:: Document excerpt ::
Segment Open
Introducing MolGPS — A Foundational GNN for Molecular Property Prediction
Read the PaperOn the Scalability of GNNs for Molecular Graphs
Scaling deep learning models has been at the heart of recent revolutions in language modeling and image generation. Practitioners have observed a strong relationship between model size, dataset size, and performance. However, structure-based architectures such as Graph Neural Networks (GNNs) are yet to show the benefits of scale mainly due to the lower efficiency of sparse operations, large data requirements, and lack of clarity about the effectiveness of various architectures.
We address this drawback of GNNs by studying their scaling behavior. Specifically, we analyze message-passing networks, graph Transformers, and hybrid architectures on the largest public collection of 2D molecular graphs. For the first time, we observe that GNNs benefit tremendously from the increasing width, number of molecules, number of labels, and diversity in the pretraining datasets.
Segment Closed
[Region pointing data]
Segment Open
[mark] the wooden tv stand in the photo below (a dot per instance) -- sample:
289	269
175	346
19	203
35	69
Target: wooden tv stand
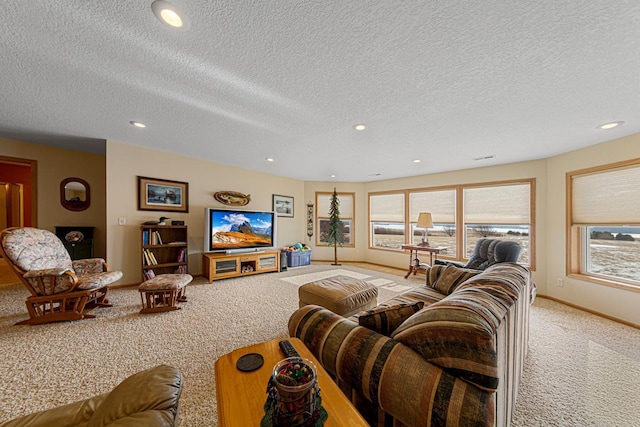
Segment Closed
Segment Open
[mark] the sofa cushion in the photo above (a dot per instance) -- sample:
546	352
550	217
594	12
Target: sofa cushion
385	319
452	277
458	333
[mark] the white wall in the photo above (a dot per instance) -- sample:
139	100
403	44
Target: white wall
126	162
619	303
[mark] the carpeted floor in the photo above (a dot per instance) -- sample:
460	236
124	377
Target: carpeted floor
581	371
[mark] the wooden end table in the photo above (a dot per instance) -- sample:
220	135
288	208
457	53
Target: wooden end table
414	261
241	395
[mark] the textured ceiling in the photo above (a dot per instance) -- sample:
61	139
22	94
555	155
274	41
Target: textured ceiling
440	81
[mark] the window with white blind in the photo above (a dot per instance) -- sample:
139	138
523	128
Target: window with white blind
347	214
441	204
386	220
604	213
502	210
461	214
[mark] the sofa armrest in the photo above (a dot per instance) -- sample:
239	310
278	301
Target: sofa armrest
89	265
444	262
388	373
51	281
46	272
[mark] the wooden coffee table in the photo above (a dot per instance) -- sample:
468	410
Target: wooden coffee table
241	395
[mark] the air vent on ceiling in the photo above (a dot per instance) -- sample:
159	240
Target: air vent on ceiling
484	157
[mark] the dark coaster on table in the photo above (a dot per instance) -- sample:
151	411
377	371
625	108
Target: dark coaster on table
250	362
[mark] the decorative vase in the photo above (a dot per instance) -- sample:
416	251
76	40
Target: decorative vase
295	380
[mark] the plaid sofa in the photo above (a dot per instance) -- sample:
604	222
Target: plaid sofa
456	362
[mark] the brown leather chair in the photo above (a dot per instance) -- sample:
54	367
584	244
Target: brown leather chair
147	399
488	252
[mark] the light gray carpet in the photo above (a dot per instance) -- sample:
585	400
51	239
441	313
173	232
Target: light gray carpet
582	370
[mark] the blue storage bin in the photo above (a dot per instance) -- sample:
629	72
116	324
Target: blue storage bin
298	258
Segment Closed
Segment Open
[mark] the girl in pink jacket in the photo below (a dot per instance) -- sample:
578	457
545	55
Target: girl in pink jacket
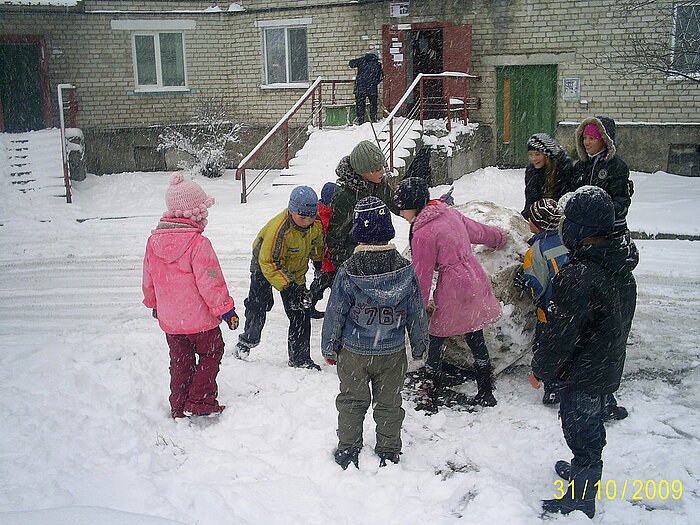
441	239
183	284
Segment Closed
:: Exercise objective ::
According to the MolGPS introduction, why have Graph Neural Networks not yet shown the benefits of scale?

:: Reply to the task ::
Graph Neural Networks have not yet shown the benefits of scale mainly because sparse operations are less efficient, they need a lot of data, and it is unclear how well the various architectures work.